**Problem details**
Count the lines of the data below that contain the string "handle". Reply with the number alone.

[Image outline annotation entries]
_ _ _

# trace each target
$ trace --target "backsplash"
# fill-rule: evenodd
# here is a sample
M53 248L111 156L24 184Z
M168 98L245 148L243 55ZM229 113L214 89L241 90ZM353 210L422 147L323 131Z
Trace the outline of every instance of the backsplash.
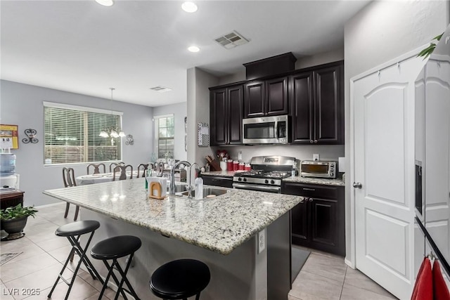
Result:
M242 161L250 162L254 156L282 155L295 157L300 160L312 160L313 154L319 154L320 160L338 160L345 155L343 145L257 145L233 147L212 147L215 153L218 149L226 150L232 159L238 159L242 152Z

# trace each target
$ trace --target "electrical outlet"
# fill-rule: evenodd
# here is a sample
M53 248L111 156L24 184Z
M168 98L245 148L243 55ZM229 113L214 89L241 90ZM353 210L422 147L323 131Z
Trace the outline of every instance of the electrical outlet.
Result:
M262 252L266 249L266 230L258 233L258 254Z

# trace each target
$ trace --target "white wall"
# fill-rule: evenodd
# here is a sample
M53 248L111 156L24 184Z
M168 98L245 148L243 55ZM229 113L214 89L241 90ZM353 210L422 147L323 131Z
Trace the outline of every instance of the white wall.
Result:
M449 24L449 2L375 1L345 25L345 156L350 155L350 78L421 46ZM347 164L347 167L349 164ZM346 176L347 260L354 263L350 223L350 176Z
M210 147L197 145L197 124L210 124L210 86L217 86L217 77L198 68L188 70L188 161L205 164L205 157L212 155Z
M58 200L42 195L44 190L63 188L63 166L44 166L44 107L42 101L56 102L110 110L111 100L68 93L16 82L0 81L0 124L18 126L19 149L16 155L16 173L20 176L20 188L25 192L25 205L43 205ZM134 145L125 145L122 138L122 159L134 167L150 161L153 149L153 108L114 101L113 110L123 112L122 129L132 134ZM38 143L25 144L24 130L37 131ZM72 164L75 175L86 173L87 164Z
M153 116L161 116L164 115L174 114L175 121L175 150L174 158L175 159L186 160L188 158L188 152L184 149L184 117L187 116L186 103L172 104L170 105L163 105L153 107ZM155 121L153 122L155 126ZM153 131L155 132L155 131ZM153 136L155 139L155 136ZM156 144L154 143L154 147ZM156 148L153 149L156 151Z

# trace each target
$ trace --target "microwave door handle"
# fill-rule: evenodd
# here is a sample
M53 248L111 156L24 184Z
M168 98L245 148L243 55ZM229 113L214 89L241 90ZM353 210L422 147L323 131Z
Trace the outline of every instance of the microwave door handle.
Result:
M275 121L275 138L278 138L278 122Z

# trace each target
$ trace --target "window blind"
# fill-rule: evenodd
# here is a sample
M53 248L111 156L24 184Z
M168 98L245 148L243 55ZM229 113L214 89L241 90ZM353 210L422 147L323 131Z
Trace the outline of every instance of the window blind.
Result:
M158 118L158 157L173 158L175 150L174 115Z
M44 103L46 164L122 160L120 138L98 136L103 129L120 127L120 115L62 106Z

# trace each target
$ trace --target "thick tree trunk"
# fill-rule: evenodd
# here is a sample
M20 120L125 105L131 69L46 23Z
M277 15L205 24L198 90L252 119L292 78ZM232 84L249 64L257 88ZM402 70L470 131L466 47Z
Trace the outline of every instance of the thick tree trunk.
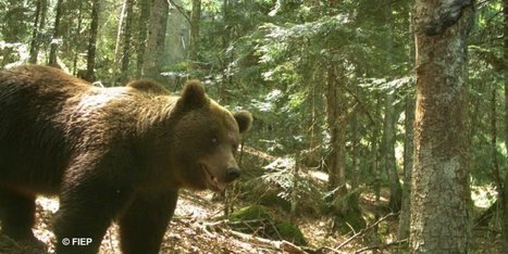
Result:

_ _ _

**The answer**
2